*Problem*. Repeat, exactly and completely, the material that follows. Omit the pictures.

*Records provided*.
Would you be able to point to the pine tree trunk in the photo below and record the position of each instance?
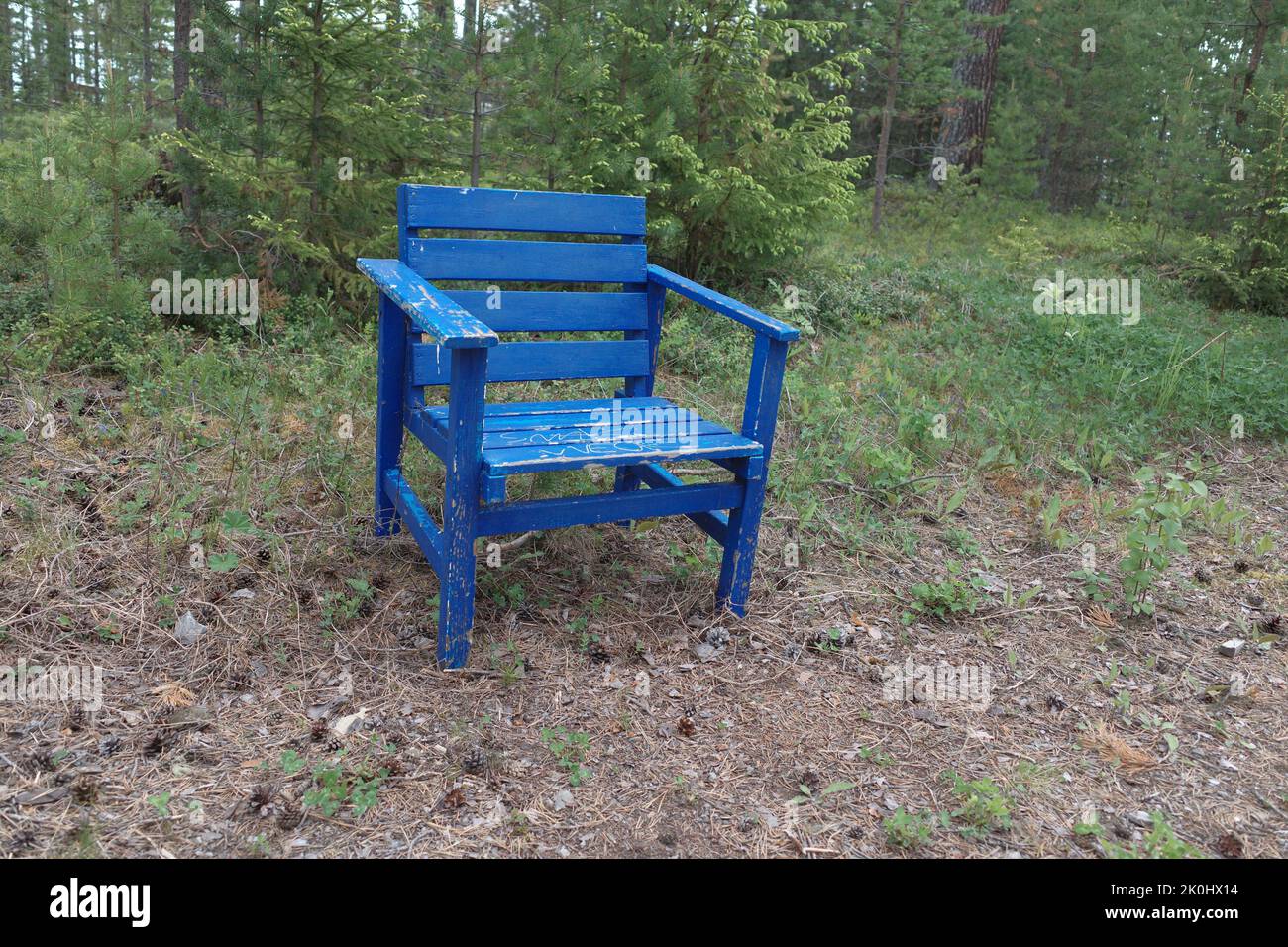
(1258, 44)
(5, 56)
(316, 119)
(181, 33)
(58, 52)
(964, 121)
(147, 55)
(888, 118)
(475, 37)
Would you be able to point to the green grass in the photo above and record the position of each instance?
(922, 359)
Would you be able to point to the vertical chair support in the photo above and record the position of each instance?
(389, 407)
(462, 504)
(626, 478)
(759, 419)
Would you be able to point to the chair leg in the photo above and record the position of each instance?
(389, 408)
(455, 587)
(623, 482)
(462, 493)
(741, 549)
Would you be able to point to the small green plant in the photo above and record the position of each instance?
(570, 749)
(223, 562)
(961, 541)
(340, 607)
(1095, 585)
(334, 787)
(1154, 534)
(909, 830)
(1052, 535)
(509, 664)
(161, 804)
(983, 805)
(943, 599)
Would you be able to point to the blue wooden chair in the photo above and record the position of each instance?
(430, 337)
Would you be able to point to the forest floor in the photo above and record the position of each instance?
(953, 486)
(590, 720)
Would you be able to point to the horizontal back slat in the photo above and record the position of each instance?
(484, 209)
(537, 361)
(526, 261)
(515, 311)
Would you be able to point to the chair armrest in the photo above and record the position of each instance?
(720, 303)
(432, 312)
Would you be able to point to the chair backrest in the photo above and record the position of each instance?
(497, 262)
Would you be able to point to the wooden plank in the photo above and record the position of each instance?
(759, 420)
(722, 304)
(520, 408)
(574, 510)
(713, 523)
(527, 261)
(390, 367)
(523, 311)
(625, 434)
(429, 309)
(492, 209)
(559, 420)
(415, 517)
(434, 437)
(513, 460)
(460, 506)
(536, 361)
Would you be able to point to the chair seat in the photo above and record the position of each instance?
(570, 434)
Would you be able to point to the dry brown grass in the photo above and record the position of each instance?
(707, 763)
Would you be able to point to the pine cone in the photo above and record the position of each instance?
(85, 789)
(290, 815)
(475, 759)
(261, 796)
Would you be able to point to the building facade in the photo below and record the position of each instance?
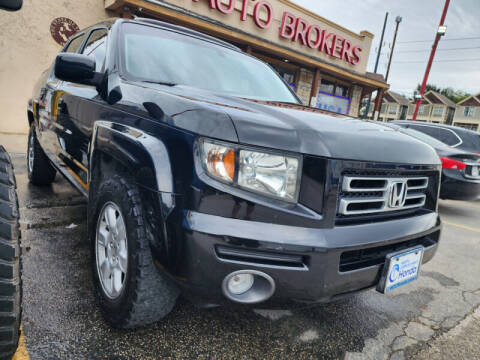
(467, 113)
(324, 62)
(394, 107)
(435, 108)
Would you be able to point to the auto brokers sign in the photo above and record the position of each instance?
(294, 28)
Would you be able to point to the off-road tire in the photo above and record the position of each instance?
(148, 295)
(10, 260)
(42, 172)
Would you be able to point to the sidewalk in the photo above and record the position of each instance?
(460, 343)
(14, 143)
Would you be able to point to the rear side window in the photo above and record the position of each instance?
(75, 44)
(96, 47)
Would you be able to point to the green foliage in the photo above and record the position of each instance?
(454, 95)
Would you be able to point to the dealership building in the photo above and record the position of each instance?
(323, 62)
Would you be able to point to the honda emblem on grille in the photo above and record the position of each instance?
(397, 194)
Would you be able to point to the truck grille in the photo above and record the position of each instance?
(362, 195)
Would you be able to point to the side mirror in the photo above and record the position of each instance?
(11, 5)
(77, 68)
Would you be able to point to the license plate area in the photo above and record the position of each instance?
(400, 269)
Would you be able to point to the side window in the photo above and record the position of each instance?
(448, 137)
(75, 44)
(96, 47)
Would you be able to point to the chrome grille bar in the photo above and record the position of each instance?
(367, 195)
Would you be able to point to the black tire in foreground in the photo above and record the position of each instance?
(40, 171)
(10, 260)
(130, 289)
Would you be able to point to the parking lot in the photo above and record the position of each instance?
(61, 319)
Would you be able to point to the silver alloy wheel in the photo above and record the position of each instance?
(111, 250)
(31, 153)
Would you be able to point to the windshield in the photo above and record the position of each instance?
(423, 137)
(156, 55)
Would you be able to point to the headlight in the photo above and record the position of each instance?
(271, 174)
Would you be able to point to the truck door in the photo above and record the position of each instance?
(51, 130)
(78, 108)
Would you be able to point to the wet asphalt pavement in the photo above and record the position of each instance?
(61, 319)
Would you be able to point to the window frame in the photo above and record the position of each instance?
(469, 111)
(438, 107)
(390, 109)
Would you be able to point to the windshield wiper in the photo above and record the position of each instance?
(166, 83)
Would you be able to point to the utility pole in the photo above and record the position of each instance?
(376, 63)
(440, 32)
(378, 102)
(398, 20)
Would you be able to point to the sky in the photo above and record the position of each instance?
(420, 20)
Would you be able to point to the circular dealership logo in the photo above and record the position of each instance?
(394, 273)
(63, 29)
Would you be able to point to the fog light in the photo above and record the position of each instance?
(240, 283)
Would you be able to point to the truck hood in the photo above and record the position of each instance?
(290, 127)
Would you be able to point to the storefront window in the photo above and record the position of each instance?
(438, 111)
(334, 103)
(392, 109)
(327, 86)
(468, 111)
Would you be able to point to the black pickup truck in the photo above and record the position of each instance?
(205, 175)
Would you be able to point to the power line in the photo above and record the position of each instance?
(450, 49)
(452, 39)
(419, 51)
(422, 62)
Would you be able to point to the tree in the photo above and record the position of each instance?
(454, 95)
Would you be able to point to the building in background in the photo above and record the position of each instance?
(324, 62)
(394, 107)
(467, 113)
(435, 108)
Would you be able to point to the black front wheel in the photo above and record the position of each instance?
(10, 260)
(130, 289)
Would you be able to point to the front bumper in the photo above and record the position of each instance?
(456, 187)
(321, 278)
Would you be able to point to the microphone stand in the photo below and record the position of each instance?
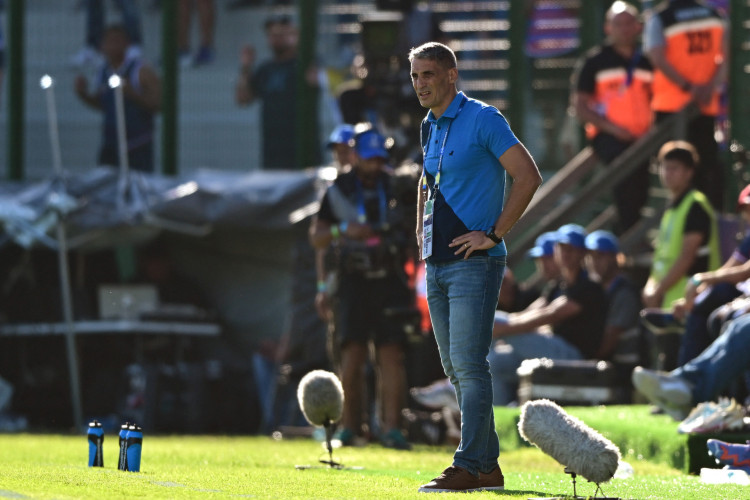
(328, 426)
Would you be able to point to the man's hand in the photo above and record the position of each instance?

*The completed task*.
Would you be able to point to the pine tree trunk in the photo below and record the position of each instance?
(1258, 44)
(5, 56)
(316, 119)
(181, 33)
(58, 52)
(964, 121)
(147, 55)
(888, 118)
(475, 37)
Would you be able to point to the green grass in the photo above and record the position of each instance?
(922, 359)
Would you be able to point to the vertical chair support in the photo above and record the position of each instance?
(389, 407)
(462, 504)
(626, 478)
(759, 419)
Would you be able to point to the chair leg in the photo above and record the position of each instance?
(389, 408)
(455, 587)
(623, 482)
(462, 493)
(741, 549)
Would you be able to point to the small green plant in the photo above and record the position of each instance?
(570, 749)
(223, 562)
(961, 541)
(340, 607)
(1095, 585)
(334, 787)
(1154, 534)
(909, 830)
(1052, 535)
(509, 664)
(161, 804)
(983, 805)
(943, 599)
Would you be able to point to the blue wooden chair in the photo above and record the position of each instance?
(430, 337)
Would you be able to point to the forest floor in the photo above and record the position of each instance?
(953, 486)
(590, 720)
Would you be able to point to the horizontal back slat in the photo above and record the position of each instance?
(484, 209)
(537, 361)
(526, 261)
(515, 311)
Would you be able to point to the chair armrest in the photo above and record the position of each instance?
(720, 303)
(432, 312)
Would you be able to point to the chair backrest in the photo above and record the position of each instance?
(497, 262)
Would you be able to point to the wooden plank in the photo above and record the position of each instance?
(759, 420)
(722, 304)
(520, 408)
(574, 510)
(713, 523)
(527, 261)
(390, 367)
(523, 311)
(625, 434)
(429, 309)
(492, 209)
(559, 420)
(415, 517)
(434, 437)
(513, 460)
(460, 506)
(536, 361)
Would you be able to point to the chair seat in the photo above and record the position of each instance?
(570, 434)
Would you be able to point to the dry brown grass in the photo above and record the position of each instance?
(707, 763)
Would you be able to point to the pine cone in the photo above and record the position of each instance?
(85, 789)
(290, 815)
(475, 759)
(261, 796)
Would you be able to point to the building facade in the photo below and record the position of each instance?
(467, 113)
(324, 62)
(394, 107)
(435, 108)
Would you be able to point to the auto brokers sign in the photo above and record the position of each instance?
(294, 28)
Would you be able to point to the off-road tire in the photo above and record the position of each instance?
(148, 295)
(10, 260)
(42, 172)
Would you be able to point to the sidewalk in the photo above and record the position of each instance?
(460, 343)
(14, 143)
Would you be able to point to the rear side window in the photo above and record the position of each instance?
(75, 44)
(96, 47)
Would you be able to point to the green foliage in the photo above and record the position of each instance?
(454, 95)
Would you be able to point to the dealership building in the photo above and record the position of each instance?
(323, 62)
Would you be able to point to the honda emblem on grille in the photo above and record the position of each instance?
(397, 194)
Would you be able to point to the truck grille in the photo above and record the position of each instance?
(362, 195)
Would you be able to point to the side mirror in the photo above and record the position of each instance?
(11, 5)
(77, 68)
Would you be able to point to the license plate area in the photo above and record the position of each instance?
(400, 269)
Would you be able to point to the side window in the photo above and record the position of each instance?
(448, 137)
(75, 44)
(96, 47)
Would you be able to point to the chrome grille bar in the photo above and record the position of each instance?
(367, 195)
Would you be able to point to the black tire in foreground in the photo above and record the position of each instance?
(40, 171)
(10, 260)
(130, 289)
Would you be able to point to the parking lot in the photo above and record the position of each instance?
(61, 319)
Would you be able to point to the silver alloy wheel in the photo above and record the position of each instance?
(111, 250)
(31, 153)
Would you be able to point to the windshield in the photo above and record the position of each instance?
(423, 137)
(156, 55)
Would you be able to point to the headlight in the photo above and record the position of each instance?
(271, 174)
Would you be able to point to the truck door in the photo above and record the position of each instance?
(51, 130)
(78, 108)
Would you be able to point to the wet asphalt pavement in the photo above and record the position of each instance?
(61, 319)
Would you be able to point to the window frame in the photo above and record the position of each instance?
(469, 111)
(438, 107)
(390, 109)
Would you be able to point to the windshield wiper in the photo above and record the position of each instance?
(166, 83)
Would you be able to point to the utility pole in the photo above and record the position of each instance?
(376, 63)
(440, 32)
(378, 102)
(398, 20)
Would you be able to point to the sky in the photo above and record the position of each instance?
(420, 20)
Would you be able to point to the circular dealership logo in the photo above and record the position of each instance?
(394, 273)
(63, 29)
Would you be able to point to the fog light in the photo above and record the position of each instance?
(240, 283)
Would you be able to point to the truck hood in the photo above and record the position of each instance?
(290, 127)
Would you be able to point to the storefront window in the photo above and record the position of each instance?
(438, 111)
(334, 103)
(392, 109)
(327, 86)
(468, 111)
Would you be able to point to the black pickup truck in the photo above and record the position of each instance?
(205, 175)
Would you be able to point to the power line in the photo above and record the position of each instance?
(450, 49)
(452, 39)
(419, 51)
(422, 62)
Would you be able to point to the tree in the photo above and record the position of each instance?
(454, 95)
Would you be able to point to the building in background in the photo above and record the position of each instance?
(324, 62)
(394, 107)
(467, 113)
(435, 108)
Would you be able to point to the black front wheel in the photo above and record the position of each instance?
(10, 260)
(130, 289)
Would you be able to point to the front bumper in the photo above and record the position of each instance?
(456, 187)
(321, 278)
Would you be able to point to the microphone stand in the photo below and record the position of each instance?
(328, 426)
Would you be able to point to the man's hand in the photo above and record the position of each instance?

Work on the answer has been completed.